▸ **RECORDS SHOWN**

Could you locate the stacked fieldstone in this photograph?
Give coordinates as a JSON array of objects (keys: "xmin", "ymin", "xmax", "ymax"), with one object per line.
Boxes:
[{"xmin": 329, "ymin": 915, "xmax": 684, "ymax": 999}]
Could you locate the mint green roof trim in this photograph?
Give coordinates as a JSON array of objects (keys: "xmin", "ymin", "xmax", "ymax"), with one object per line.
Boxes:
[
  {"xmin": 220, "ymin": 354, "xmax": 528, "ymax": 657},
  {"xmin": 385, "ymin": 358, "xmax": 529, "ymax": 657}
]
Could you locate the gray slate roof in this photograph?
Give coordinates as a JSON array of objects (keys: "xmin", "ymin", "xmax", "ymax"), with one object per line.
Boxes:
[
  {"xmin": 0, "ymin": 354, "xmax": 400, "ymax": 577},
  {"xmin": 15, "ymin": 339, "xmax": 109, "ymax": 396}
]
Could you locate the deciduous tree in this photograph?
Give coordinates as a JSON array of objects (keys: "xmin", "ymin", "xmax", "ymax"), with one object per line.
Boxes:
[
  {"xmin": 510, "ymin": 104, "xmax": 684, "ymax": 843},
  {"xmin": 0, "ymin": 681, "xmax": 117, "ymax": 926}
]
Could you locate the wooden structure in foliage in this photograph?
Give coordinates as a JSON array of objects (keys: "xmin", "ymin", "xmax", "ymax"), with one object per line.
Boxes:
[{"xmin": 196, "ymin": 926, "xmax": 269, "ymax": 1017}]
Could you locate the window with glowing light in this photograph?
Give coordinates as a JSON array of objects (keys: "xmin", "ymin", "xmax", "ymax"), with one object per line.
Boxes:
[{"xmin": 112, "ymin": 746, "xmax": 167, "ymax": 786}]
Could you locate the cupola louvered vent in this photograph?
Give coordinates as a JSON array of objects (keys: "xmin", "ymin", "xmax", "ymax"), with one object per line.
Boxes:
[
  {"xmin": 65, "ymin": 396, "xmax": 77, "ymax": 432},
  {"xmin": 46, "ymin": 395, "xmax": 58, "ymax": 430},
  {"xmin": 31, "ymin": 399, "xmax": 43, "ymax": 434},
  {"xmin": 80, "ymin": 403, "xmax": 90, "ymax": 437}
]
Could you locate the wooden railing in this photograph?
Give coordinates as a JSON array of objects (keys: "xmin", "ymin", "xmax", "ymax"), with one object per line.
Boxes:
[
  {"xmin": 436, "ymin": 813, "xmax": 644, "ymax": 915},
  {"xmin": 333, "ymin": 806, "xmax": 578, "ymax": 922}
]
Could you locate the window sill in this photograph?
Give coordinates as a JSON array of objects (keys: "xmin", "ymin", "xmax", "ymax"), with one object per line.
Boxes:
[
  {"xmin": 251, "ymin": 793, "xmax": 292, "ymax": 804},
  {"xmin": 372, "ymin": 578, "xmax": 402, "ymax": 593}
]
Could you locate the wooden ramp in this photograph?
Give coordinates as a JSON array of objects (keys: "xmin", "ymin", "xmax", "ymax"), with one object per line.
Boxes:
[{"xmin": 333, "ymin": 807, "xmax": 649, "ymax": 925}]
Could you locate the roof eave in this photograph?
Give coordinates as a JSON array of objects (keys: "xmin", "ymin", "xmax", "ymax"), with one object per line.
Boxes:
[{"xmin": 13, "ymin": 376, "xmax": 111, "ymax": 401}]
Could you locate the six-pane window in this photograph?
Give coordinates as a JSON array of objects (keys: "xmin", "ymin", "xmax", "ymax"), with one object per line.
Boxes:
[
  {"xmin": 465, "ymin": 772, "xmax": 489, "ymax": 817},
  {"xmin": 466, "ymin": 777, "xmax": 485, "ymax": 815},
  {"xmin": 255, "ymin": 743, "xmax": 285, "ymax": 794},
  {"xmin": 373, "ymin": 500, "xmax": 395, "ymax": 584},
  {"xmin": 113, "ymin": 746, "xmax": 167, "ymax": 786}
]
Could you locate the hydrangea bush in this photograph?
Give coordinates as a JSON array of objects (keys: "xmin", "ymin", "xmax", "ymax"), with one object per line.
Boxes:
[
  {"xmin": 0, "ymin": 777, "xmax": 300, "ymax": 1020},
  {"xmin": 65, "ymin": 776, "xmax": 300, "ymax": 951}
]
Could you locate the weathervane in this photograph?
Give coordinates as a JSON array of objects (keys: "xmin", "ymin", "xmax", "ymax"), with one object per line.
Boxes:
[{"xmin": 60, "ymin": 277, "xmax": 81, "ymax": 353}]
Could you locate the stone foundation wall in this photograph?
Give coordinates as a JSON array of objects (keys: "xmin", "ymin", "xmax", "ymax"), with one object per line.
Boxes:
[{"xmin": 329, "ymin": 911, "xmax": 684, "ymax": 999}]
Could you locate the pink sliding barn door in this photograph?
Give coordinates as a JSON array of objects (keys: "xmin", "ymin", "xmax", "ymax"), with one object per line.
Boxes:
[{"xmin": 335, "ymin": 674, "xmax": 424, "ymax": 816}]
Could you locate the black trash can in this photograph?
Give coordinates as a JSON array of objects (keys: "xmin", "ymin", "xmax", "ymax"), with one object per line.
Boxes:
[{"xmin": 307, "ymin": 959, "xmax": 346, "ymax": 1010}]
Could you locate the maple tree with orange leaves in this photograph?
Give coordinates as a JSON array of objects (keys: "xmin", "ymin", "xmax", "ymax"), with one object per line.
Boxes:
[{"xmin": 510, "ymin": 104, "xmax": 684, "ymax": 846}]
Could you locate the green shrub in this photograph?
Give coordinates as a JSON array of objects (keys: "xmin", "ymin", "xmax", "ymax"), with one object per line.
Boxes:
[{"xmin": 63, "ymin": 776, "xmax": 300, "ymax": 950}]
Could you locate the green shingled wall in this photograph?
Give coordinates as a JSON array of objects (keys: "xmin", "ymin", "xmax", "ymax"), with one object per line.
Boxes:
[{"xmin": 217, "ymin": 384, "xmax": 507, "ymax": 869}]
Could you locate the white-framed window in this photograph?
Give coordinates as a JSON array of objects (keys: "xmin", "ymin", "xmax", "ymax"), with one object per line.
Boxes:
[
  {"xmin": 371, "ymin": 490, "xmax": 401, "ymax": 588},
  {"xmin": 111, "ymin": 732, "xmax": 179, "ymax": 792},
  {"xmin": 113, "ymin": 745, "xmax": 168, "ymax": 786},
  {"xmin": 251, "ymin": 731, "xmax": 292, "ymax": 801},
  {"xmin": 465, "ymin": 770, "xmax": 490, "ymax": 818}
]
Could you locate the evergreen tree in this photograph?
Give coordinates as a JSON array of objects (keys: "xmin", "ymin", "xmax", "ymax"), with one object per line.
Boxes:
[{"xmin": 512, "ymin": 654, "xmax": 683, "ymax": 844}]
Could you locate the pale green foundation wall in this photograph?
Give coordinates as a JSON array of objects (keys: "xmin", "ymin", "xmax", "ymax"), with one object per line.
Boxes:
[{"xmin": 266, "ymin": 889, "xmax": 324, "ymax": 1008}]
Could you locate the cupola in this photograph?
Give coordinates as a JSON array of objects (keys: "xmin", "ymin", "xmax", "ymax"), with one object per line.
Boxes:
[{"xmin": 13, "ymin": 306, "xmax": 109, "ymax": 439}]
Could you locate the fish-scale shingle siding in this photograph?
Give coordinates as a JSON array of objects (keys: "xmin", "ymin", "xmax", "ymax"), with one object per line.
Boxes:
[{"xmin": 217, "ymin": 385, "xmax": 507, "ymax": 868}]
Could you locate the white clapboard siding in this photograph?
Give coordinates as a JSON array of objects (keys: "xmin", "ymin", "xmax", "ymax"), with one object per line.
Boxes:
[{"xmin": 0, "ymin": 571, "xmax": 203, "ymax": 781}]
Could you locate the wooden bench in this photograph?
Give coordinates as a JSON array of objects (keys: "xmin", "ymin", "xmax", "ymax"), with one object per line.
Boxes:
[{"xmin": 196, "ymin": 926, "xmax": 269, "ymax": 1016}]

▸ **EXERCISE GOAL**
Show every line of the material above in which "window" is present.

▸ **ANSWER TO THIS EXERCISE**
Could you locate the window with glowing light in this photograph?
Could you locate the window sill in this photograph?
Could you locate the six-pane window in this photograph?
Could you locate the white-framed window in this photograph?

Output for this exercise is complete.